» Exercise
Please lay out every line of the listing below as a Markdown table with the columns No. and Entry, numbering the rows and omitting blank lines. Leave the pictures out of the answer.

» Stored rows

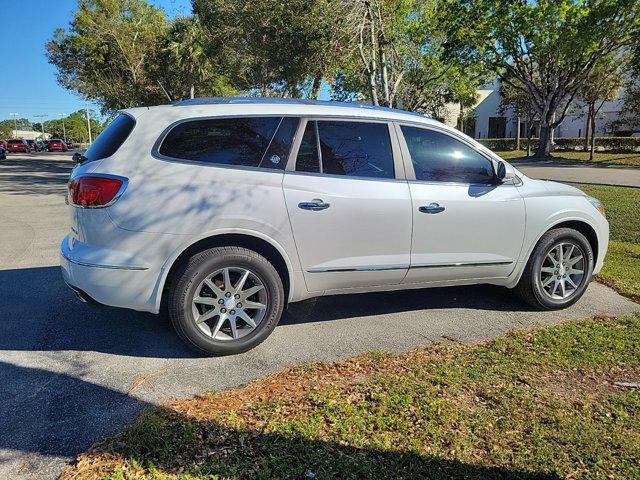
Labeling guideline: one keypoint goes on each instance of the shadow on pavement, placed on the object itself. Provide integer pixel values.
(50, 413)
(38, 312)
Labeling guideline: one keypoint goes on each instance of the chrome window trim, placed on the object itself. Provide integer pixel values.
(119, 193)
(404, 267)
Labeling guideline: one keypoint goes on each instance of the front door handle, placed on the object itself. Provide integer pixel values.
(314, 205)
(431, 208)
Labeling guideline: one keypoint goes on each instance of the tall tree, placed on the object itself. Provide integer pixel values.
(105, 53)
(602, 85)
(394, 56)
(189, 64)
(520, 103)
(545, 48)
(274, 47)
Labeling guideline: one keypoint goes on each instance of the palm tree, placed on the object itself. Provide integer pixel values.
(187, 49)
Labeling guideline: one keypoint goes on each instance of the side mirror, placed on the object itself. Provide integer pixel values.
(78, 158)
(505, 172)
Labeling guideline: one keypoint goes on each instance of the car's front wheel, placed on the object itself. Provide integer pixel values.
(558, 271)
(225, 300)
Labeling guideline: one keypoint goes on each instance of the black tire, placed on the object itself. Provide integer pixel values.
(530, 288)
(189, 277)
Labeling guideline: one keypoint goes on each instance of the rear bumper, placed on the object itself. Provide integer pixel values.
(113, 285)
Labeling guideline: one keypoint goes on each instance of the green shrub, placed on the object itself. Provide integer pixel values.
(606, 144)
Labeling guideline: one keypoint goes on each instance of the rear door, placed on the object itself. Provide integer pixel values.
(349, 204)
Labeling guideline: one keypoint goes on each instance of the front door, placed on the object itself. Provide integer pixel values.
(466, 225)
(350, 215)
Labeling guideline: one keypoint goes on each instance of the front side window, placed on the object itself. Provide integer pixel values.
(247, 142)
(437, 157)
(356, 149)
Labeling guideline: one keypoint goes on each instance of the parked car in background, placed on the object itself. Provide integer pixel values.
(18, 145)
(56, 144)
(227, 210)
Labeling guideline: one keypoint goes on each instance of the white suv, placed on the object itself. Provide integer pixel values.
(225, 210)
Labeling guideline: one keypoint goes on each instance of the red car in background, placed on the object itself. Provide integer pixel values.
(18, 145)
(57, 144)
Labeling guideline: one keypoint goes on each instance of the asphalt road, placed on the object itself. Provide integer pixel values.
(71, 374)
(578, 172)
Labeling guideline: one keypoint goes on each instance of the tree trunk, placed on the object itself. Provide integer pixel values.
(315, 86)
(587, 127)
(544, 145)
(593, 135)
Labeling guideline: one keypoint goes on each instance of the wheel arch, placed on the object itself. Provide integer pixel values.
(578, 224)
(268, 248)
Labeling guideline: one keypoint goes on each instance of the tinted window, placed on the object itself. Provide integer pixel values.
(110, 139)
(308, 159)
(278, 151)
(437, 157)
(356, 149)
(232, 141)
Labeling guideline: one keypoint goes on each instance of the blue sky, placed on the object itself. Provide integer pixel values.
(29, 87)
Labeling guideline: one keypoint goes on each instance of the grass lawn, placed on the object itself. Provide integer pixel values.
(626, 159)
(622, 265)
(537, 404)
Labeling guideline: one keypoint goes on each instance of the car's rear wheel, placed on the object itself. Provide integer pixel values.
(225, 300)
(558, 271)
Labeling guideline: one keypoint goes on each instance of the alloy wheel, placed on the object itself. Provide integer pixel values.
(230, 303)
(562, 270)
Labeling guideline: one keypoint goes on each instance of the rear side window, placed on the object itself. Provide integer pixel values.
(437, 157)
(356, 149)
(111, 138)
(245, 142)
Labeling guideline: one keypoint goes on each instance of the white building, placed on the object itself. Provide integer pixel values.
(489, 122)
(30, 134)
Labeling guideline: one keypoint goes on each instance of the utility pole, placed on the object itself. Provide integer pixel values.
(64, 130)
(15, 124)
(42, 123)
(88, 125)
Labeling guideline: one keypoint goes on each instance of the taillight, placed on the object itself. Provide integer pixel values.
(93, 192)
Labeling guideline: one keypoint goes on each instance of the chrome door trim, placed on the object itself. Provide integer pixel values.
(357, 269)
(403, 267)
(462, 264)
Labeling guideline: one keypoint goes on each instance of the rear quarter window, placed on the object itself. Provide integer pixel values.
(111, 138)
(245, 142)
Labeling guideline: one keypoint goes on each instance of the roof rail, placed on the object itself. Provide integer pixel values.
(285, 101)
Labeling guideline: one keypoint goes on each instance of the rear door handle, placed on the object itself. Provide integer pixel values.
(431, 208)
(314, 205)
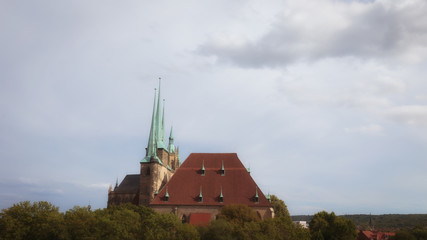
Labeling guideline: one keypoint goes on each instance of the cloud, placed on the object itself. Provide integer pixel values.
(368, 129)
(312, 30)
(409, 114)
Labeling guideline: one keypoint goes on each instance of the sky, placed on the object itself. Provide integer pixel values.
(325, 101)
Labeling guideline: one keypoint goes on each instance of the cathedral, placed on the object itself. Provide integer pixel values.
(196, 189)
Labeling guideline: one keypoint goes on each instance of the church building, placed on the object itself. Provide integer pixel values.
(195, 190)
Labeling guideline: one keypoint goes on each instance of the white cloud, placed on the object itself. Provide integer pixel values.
(368, 129)
(312, 30)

» Result for this exercise
| No. | Entry |
|---|---|
| 1 | Labeling guideline: one keypoint goes on each instance of the shadow on pavement, placed on the object itself. Provide integer pixel values. |
| 2 | (50, 413) |
| 3 | (38, 312) |
| 4 | Labeling guideline: one keypoint goes on each instance of the chrome window trim, placed on the object itself. Provide integer pixel values. |
| 5 | (119, 193) |
| 6 | (404, 267) |
| 7 | Labeling guideline: one keypoint goes on each instance of the front door handle, placed on the object itself. Provide integer pixel values. |
| 8 | (314, 205) |
| 9 | (431, 208) |
| 10 | Labeling guideline: one keypoint goes on each instance of the tall tree, placed on the object itself. Provide integer pixel values. |
| 11 | (105, 53) |
| 12 | (602, 85) |
| 13 | (394, 56) |
| 14 | (189, 64) |
| 15 | (520, 103) |
| 16 | (545, 48) |
| 17 | (274, 47) |
| 18 | Labeling guideline: one keypoint goes on each instance of the palm tree, placed on the object itself. Provide integer pixel values. |
| 19 | (187, 49) |
| 20 | Labeling guideline: one keypoint goes on each instance of the side mirror, placed on the object itself. Provide integer pixel values. |
| 21 | (78, 158) |
| 22 | (505, 172) |
| 23 | Labeling guideline: one keypoint goes on each instance of the car's front wheel, placed on the object itself. Provide integer pixel values. |
| 24 | (558, 271) |
| 25 | (225, 300) |
| 26 | Labeling guideline: one keypoint goes on each instance of the black tire, placed on the object itself. Provide integer pixel values. |
| 27 | (530, 288) |
| 28 | (189, 277) |
| 29 | Labeling guideline: one keypoint goes on each instance of the rear bumper, placed on the object itself. Provide integer pixel values. |
| 30 | (113, 285) |
| 31 | Labeling guideline: one keypoint goes on each instance of the green shrub, placed on the object itself. Provide integer pixel values. |
| 32 | (606, 144) |
| 33 | Labeling guideline: one keypoint goes on each instance of the rear door, placed on the object itself. Provide integer pixel values. |
| 34 | (349, 204) |
| 35 | Labeling guideline: one keypoint goes on each instance of the front door, placed on the object itself. Provide integer pixel values. |
| 36 | (466, 225) |
| 37 | (350, 215) |
| 38 | Labeling guideline: one keypoint goes on each instance of the front side window, placed on the object itself. Provide integer pixel values. |
| 39 | (247, 142) |
| 40 | (437, 157) |
| 41 | (356, 149) |
| 42 | Labeling guideline: one keypoint goes on each instance of the parked car in background, placed on the object itself. Provide integer pixel values. |
| 43 | (18, 145) |
| 44 | (56, 144) |
| 45 | (227, 210) |
| 46 | Labeling guideline: one keypoint goes on each instance of the white suv, placed on the object itself. Provide integer pixel values. |
| 47 | (225, 210) |
| 48 | Labeling guideline: one keypoint goes on each instance of the red car in background, placed on the object itself. Provide integer pixel values. |
| 49 | (18, 145) |
| 50 | (57, 144) |
| 51 | Labeling guideline: one keypoint goes on each instance of the asphalt road, placed on the object itself. Provide integer pixel values. |
| 52 | (71, 374) |
| 53 | (578, 172) |
| 54 | Labeling guideline: one keypoint goes on each instance of the tree trunk, placed on the object itself. Provide integer pixel values. |
| 55 | (315, 86) |
| 56 | (587, 127) |
| 57 | (544, 145) |
| 58 | (593, 135) |
| 59 | Labeling guideline: one keypoint goes on each instance of the wheel arch, placed on the object itself. Provide integer pixel values. |
| 60 | (578, 224) |
| 61 | (268, 248) |
| 62 | Labeling guideline: one keypoint goes on each instance of the tinted window, placed on the object itself. Provide integer pixel values. |
| 63 | (110, 139) |
| 64 | (308, 159) |
| 65 | (278, 151) |
| 66 | (437, 157) |
| 67 | (356, 149) |
| 68 | (232, 141) |
| 69 | Labeling guideline: one keypoint goes on each instance of the blue sky, placed on the object itself. Provide integer pixel values. |
| 70 | (29, 87) |
| 71 | Labeling guideline: one keypoint goes on each instance of the grass lawn, placed on the object itself. Provide integer pixel values. |
| 72 | (626, 159) |
| 73 | (622, 265) |
| 74 | (537, 404) |
| 75 | Labeling guideline: one keypoint goes on each instance of the car's rear wheel, placed on the object itself. Provide integer pixel values. |
| 76 | (225, 300) |
| 77 | (558, 271) |
| 78 | Labeling guideline: one keypoint goes on each instance of the alloy wheel, placed on the object itself. Provide integer pixel values. |
| 79 | (230, 303) |
| 80 | (562, 270) |
| 81 | Labeling guideline: one keypoint goes on each instance of the rear side window, placed on the object itself. Provide integer pixel values. |
| 82 | (437, 157) |
| 83 | (356, 149) |
| 84 | (111, 138) |
| 85 | (245, 142) |
| 86 | Labeling guideline: one keypoint goes on each instance of the white building, placed on the object itself. Provide integer pixel values. |
| 87 | (489, 122) |
| 88 | (30, 134) |
| 89 | Labeling guideline: one keypoint goes on each instance of the utility pole, placed on the object itself. Provide integer pixel values. |
| 90 | (64, 130) |
| 91 | (15, 124) |
| 92 | (42, 123) |
| 93 | (88, 125) |
| 94 | Labeling guideline: one keypoint goes on each instance of the taillight, placed on the object itself. Provide integer pixel values. |
| 95 | (93, 192) |
| 96 | Labeling guideline: one keypoint goes on each instance of the chrome door trim, placed on the object itself. Provide integer pixel values. |
| 97 | (357, 269) |
| 98 | (403, 267) |
| 99 | (462, 264) |
| 100 | Labeling guideline: one keypoint goes on each instance of the rear quarter window, placed on the object itself. Provide integer pixel values. |
| 101 | (111, 138) |
| 102 | (245, 142) |
| 103 | Labeling guideline: one keypoint goes on each instance of the roof rail, placed on the object itself. Provide integer pixel values. |
| 104 | (285, 101) |
| 105 | Labeling guideline: one keypoint goes on each instance of the rear door handle, placed on the object itself. Provide integer pixel values. |
| 106 | (431, 208) |
| 107 | (314, 205) |
| 108 | Labeling guideline: one keypoint goes on each instance of the cloud, placed on the object itself. Provide integer pixel values. |
| 109 | (368, 129) |
| 110 | (312, 30) |
| 111 | (409, 114) |
| 112 | Labeling guideline: one keypoint goes on each instance of the sky, placed on the object itself. Provide integer pixel values. |
| 113 | (325, 101) |
| 114 | Labeling guideline: one keypoint goes on each instance of the cathedral, placed on the object itself. Provide integer pixel values. |
| 115 | (196, 189) |
| 116 | Labeling guideline: one keypoint goes on each instance of the church building, placed on the object itself. Provide integer pixel values. |
| 117 | (195, 190) |
| 118 | Labeling guideline: one keypoint goes on each instance of the white cloud, placed on the object itself. Provide integer pixel values. |
| 119 | (368, 129) |
| 120 | (312, 30) |